Objective 1
From the article on Walmart and Google voice shopping:
(a) When will Walmart's voice shopping through Google Assistant become available?
(b) In what month did Google introduce shopping to Home?
(c) What membership fee is Google Express scrapping?
Objective 2
Could you return everything in the article on Walmart and Google voice shopping from "The voice-activated devices" down to "the user wants.", copied word for word?
Objective 3
Which Amazon devices does the article on Walmart and Google voice shopping name?

++++ Quoted text ++++

NEW YORK (AP) — Walmart is diving into voice-activated shopping. But unlike online leader Amazon, it’s not doing it alone.

The world’s largest retailer said Wednesday it’s working with Google to offer hundreds of thousands of items from laundry detergent to Legos for voice shopping through Google Assistant. The capability will be available in late September.

It’s Google’s biggest retail partnership — and the most personalized shopping experience it offers — as it tries to broaden the reach of its voice-powered assistant Home speaker. And it underscores Walmart’s drive to compete in an area dominated by Amazon’s Alexa-powered Echo device.

“Voice shopping is becoming a more important part of everyday shopping behavior,” said Marc Lore, CEO of Walmart’s U.S. e-commerce business.

The voice-activated devices are becoming more mainstream as they become more accessible. Even Apple has one coming out this year. Walmart has said Google’s investment in natural language processing and artificial intelligence will help make voice-activated shopping even more popular.

And Lore said the personalization of the partnership means people can shout out generic items like milk, bread and cheese, and Google Assistant will know exactly the brands and the size that the user wants.

Google introduced shopping to Home in February, letting people use voice to order essentials from more than 40 retailers like Target and Costco under its Google Express program. But that was far behind the Echo, available since late 2014.

Walmart, which has more stores than any other retailer and the largest share of the U.S. grocery market, is also working hard to close the gulf online between itself and Amazon.

It has overhauled its shipping strategy and is expanding store-curb pickup for groceries ordered online. But it’s also had to look beyond itself and form partnerships. Walmart announced Monday that it’s expanding its grocery delivery service with ride-hailing service Uber, and it’s been testing same-day delivery service with Deliv at Sam’s Club in Miami.

Amazon generally has been building its network of services on its own, using its $99-a-year Prime membership with same-day and even one-hour shipping options to develop loyalty.

It’s also been drawing in customers with its Alexa-powered devices. Amazon doesn’t give sales figures for Echo, but Consumer Intelligence Research Partners estimated that it’s sold more than 10 million Alexa-powered Echo devices in the U.S. since late 2014. That includes the core $179 Echo as well as the less expensive and smaller Echo Dot and the portable Amazon Tap.

To be more competitive with Amazon, Google Express is scrapping the $95-a-year membership starting Wednesday, allowing shoppers to get free delivery within one to three days on orders as long as the purchase is above each store’s minimum.

++++ Provided data ++++

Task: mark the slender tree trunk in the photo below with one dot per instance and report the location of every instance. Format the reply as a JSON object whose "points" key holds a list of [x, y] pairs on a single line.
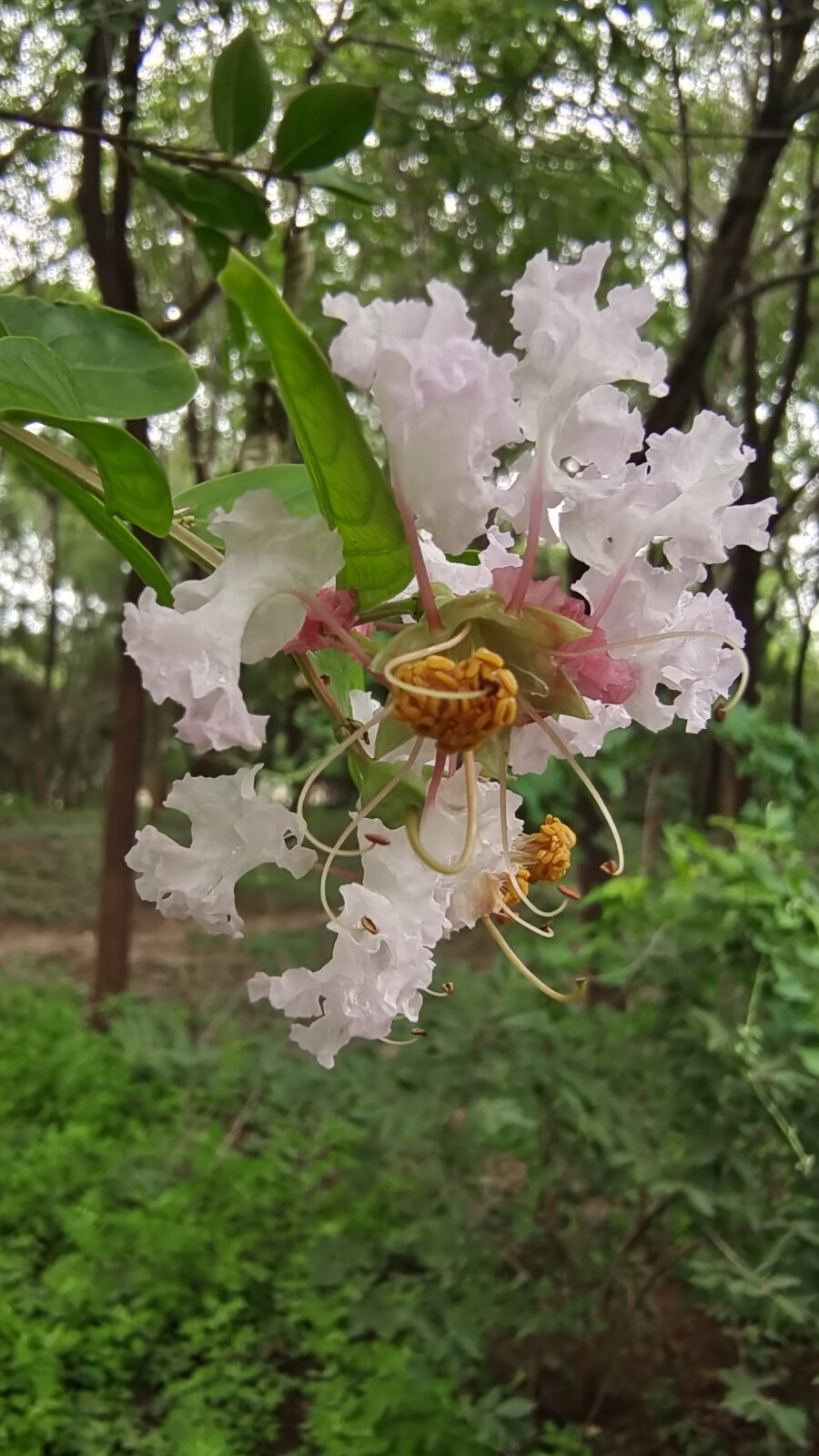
{"points": [[106, 238], [47, 705], [116, 888]]}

++++

Final answer 1
(a) Late September.
(b) February.
(c) The $95-a-year membership.

Final answer 2
The voice-activated devices are becoming more mainstream as they become more accessible. Even Apple has one coming out this year. Walmart has said Google’s investment in natural language processing and artificial intelligence will help make voice-activated shopping even more popular.

And Lore said the personalization of the partnership means people can shout out generic items like milk, bread and cheese, and Google Assistant will know exactly the brands and the size that the user wants.

Final answer 3
Echo, Echo Dot, Amazon Tap